EXERCISE OBJECTIVE: Go through the entries below and print each one exactly, leaving out pictures.

Stored items:

◇ ◇ ◇ ◇

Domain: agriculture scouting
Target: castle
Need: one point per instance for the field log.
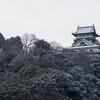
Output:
(86, 40)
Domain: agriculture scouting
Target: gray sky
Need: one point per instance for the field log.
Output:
(52, 20)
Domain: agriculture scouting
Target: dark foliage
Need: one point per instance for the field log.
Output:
(43, 73)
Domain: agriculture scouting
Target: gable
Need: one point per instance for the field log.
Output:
(83, 42)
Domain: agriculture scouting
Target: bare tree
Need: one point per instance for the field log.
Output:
(28, 41)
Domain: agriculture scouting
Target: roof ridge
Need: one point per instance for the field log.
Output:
(85, 26)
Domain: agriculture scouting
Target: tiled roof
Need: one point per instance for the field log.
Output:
(84, 30)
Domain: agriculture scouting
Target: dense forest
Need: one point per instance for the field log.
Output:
(33, 69)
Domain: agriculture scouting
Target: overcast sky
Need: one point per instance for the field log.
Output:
(52, 20)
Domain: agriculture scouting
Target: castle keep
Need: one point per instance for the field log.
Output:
(86, 39)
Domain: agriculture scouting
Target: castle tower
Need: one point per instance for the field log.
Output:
(86, 39)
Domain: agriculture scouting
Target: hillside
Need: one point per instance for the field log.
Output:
(43, 72)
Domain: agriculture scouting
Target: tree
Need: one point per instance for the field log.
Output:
(56, 46)
(2, 41)
(13, 45)
(28, 41)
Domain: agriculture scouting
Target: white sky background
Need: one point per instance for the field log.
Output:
(51, 20)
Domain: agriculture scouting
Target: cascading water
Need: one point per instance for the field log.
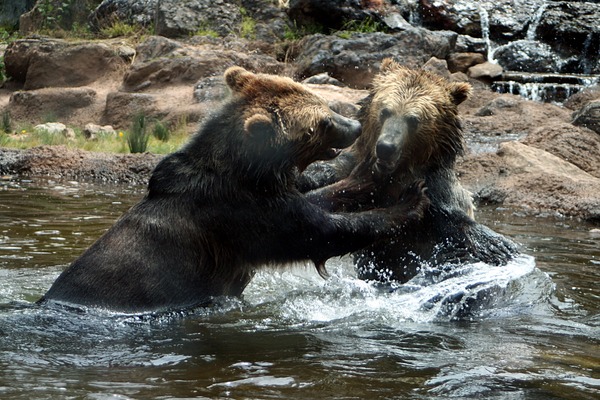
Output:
(546, 87)
(535, 21)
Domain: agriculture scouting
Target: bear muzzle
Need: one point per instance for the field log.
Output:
(390, 145)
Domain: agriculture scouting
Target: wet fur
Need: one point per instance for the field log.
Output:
(448, 233)
(225, 205)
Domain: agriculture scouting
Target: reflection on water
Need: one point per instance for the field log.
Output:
(531, 330)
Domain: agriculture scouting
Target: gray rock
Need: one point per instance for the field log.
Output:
(355, 60)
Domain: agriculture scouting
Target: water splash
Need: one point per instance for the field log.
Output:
(535, 21)
(468, 292)
(484, 18)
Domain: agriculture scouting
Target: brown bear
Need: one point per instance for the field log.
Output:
(411, 131)
(226, 204)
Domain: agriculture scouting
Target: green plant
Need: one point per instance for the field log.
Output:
(161, 132)
(248, 25)
(6, 122)
(204, 30)
(137, 137)
(119, 28)
(367, 25)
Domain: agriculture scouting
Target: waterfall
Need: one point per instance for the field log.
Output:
(485, 32)
(535, 21)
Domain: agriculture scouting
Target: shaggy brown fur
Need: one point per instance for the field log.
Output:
(411, 131)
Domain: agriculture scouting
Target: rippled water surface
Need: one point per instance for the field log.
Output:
(533, 331)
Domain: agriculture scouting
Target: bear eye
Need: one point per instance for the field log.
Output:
(324, 124)
(385, 114)
(412, 122)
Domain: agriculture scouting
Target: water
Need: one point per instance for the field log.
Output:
(533, 333)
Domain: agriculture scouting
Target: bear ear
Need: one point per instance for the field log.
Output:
(259, 126)
(460, 91)
(388, 64)
(237, 77)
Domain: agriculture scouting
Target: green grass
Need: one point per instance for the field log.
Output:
(25, 138)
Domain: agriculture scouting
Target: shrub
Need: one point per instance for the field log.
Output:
(137, 137)
(6, 123)
(161, 132)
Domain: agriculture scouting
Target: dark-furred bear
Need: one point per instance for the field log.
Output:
(411, 131)
(227, 204)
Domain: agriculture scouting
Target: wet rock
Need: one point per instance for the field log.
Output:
(486, 71)
(461, 62)
(588, 116)
(573, 27)
(40, 63)
(530, 56)
(355, 60)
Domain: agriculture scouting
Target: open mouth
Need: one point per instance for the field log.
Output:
(384, 167)
(331, 153)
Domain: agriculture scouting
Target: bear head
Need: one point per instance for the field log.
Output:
(284, 121)
(410, 120)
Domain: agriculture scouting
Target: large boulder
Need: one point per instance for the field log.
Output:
(161, 61)
(532, 179)
(42, 104)
(356, 59)
(589, 116)
(40, 63)
(573, 27)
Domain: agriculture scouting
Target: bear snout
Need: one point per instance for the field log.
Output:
(347, 131)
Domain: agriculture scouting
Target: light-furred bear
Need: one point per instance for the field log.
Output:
(226, 204)
(411, 131)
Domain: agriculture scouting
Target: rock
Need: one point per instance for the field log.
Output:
(533, 180)
(461, 62)
(437, 66)
(469, 44)
(55, 128)
(163, 61)
(257, 19)
(588, 116)
(322, 79)
(134, 12)
(355, 60)
(121, 107)
(40, 63)
(210, 89)
(485, 71)
(63, 162)
(530, 56)
(507, 19)
(335, 14)
(36, 105)
(92, 131)
(579, 99)
(573, 27)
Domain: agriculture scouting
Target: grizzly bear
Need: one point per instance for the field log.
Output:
(226, 204)
(411, 131)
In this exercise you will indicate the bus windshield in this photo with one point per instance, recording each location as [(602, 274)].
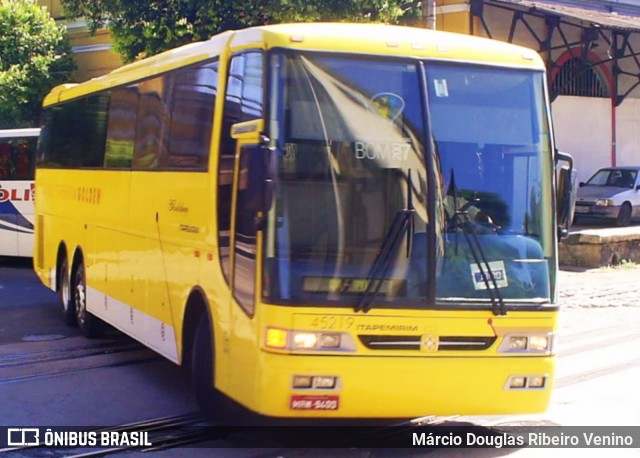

◇ ◇ ◇ ◇

SOLUTION BELOW:
Domain: agriculture scouting
Target: castle
Need: one point per instance for the field log.
Output:
(86, 40)
Domain: agriculture scouting
Target: gray sky
Need: one point per instance for the field log.
Output:
(52, 20)
Domain: agriculture scouting
Target: dark foliage
Need: one point per instance for the field log.
Output:
(43, 73)
Domain: agriculture scouting
Target: gable
Need: one point per instance for the field log.
Output:
(83, 42)
Domain: agriculture scouting
Target: bare tree
Need: one point per instance for the field log.
Output:
(28, 41)
Domain: agriculture scouting
Target: roof ridge
Need: one point per instance for the field log.
Output:
(85, 26)
Domain: agriculture scouting
Target: tiled roof
Need: one point per instance for the field log.
Output:
(84, 30)
Domain: agriculture scouting
Target: dense forest
Need: one point per instance for the field log.
Output:
(33, 69)
Domain: agriculture scouting
Target: overcast sky
Need: one point per instance for the field log.
Output:
(52, 20)
Domain: agriculture scouting
Target: castle keep
Need: one point per instance for the field log.
Output:
(86, 39)
Domain: agriculture scouting
Target: castle tower
Need: one point per instance for the field log.
Output:
(86, 39)
Domain: agriculture scouting
Target: hillside
Need: one point per instance for the field log.
Output:
(43, 72)
Domain: agriculture scouting
Target: tree
Need: one point per instance for the field log.
Output:
(56, 46)
(2, 41)
(13, 45)
(28, 41)
Domain: agriculture scouting
Target: white sky background
Need: one point per instance for the field log.
Output:
(51, 20)
Domain: agriculture scouting
Target: cascading water
Need: one point per instance for the field log.
Output:
(546, 87)
(535, 21)
Domain: agriculture scouting
Target: bear muzzle
Need: one point per instance for the field log.
Output:
(390, 145)
Domain: agriculture scouting
Target: wet fur
Need: one point per instance for the field log.
Output:
(448, 233)
(225, 205)
Domain: agriculture scouting
Target: reflection on water
Need: one point per instance for the field log.
Output:
(531, 330)
Domain: agriculture scouting
Target: gray rock
Need: one point per instance for the field log.
Output:
(355, 60)
Domain: agriculture scouting
Target: water splash
Need: one point per instance for the field log.
Output:
(535, 21)
(468, 292)
(484, 18)
Domain: agriculture scouting
Target: brown bear
Need: one point per instance for the field log.
Output:
(411, 131)
(226, 204)
Domain: agriculture scouting
Target: green plant
Need: one point per instance for the field log.
Output:
(161, 132)
(248, 25)
(6, 122)
(204, 30)
(137, 137)
(119, 28)
(367, 25)
Domain: agriculture scouting
Target: waterfall
Need: one point per instance for the field log.
Output:
(485, 32)
(535, 21)
Domain: agriculture scouting
Target: shaggy brown fur
Need: one point per instance for the field log.
Output:
(411, 131)
Domain: agriculture scouting
Target: rippled water surface
Need: one point per instance for the field log.
Output:
(533, 331)
Domain: agriculture scouting
Target: bear eye
Need: one point per instance for the field log.
Output:
(324, 124)
(385, 114)
(412, 122)
Domain: agriculture scouting
Target: water
Need: one point per instance for the field log.
Output:
(533, 333)
Domain: agriculture scouting
Target: bear ear
Need: one point per instance for the field log.
Output:
(259, 126)
(460, 91)
(388, 64)
(237, 77)
Domain: agriculture scouting
Target: green grass
Need: one point per instance for the field log.
Output:
(25, 138)
Domain: agriculture scouting
Target: shrub
Need: one point per instance for the field log.
Output:
(137, 137)
(6, 123)
(161, 132)
Domain: agriculture scouting
Target: dark-furred bear
Need: one point per instance for the field log.
Output:
(411, 131)
(227, 204)
Domain: agriculture scouting
Target: wet rock
Need: one point per instance for the field log.
Output:
(486, 71)
(461, 62)
(588, 116)
(573, 27)
(40, 63)
(530, 56)
(355, 60)
Domain: agriculture scouting
Target: open mouth
Need: one point per instance for the field log.
Output:
(384, 167)
(331, 153)
Domain: agriculture scouting
Target: bear head
Need: one point per instance for the field log.
Output:
(284, 121)
(410, 120)
Domain: agriculture scouting
Target: large boulder
Need: one point per instance for the field log.
Output:
(161, 61)
(532, 179)
(42, 104)
(356, 59)
(589, 116)
(40, 63)
(573, 27)
Domain: agriculture scouting
Target: bear snout
Need: one point per instance for the field log.
Output:
(347, 131)
Domain: agriculture scouting
Target: light-furred bear
Need: one point per instance for the field log.
Output:
(226, 204)
(411, 131)
Domain: agriculture scouting
Target: rock
Need: one point per instance for the field log.
Output:
(533, 180)
(461, 62)
(437, 66)
(469, 44)
(55, 128)
(163, 61)
(257, 19)
(588, 116)
(322, 79)
(134, 12)
(355, 60)
(121, 107)
(40, 63)
(210, 89)
(485, 71)
(63, 162)
(530, 56)
(507, 19)
(335, 14)
(36, 105)
(92, 131)
(579, 99)
(573, 27)
Domain: agriculture scouting
Target: grizzly bear
Need: one point per instance for the field log.
Output:
(226, 204)
(411, 131)
In this exercise you will indicate the bus windshield in this photo with one point per instance, recording each location as [(602, 274)].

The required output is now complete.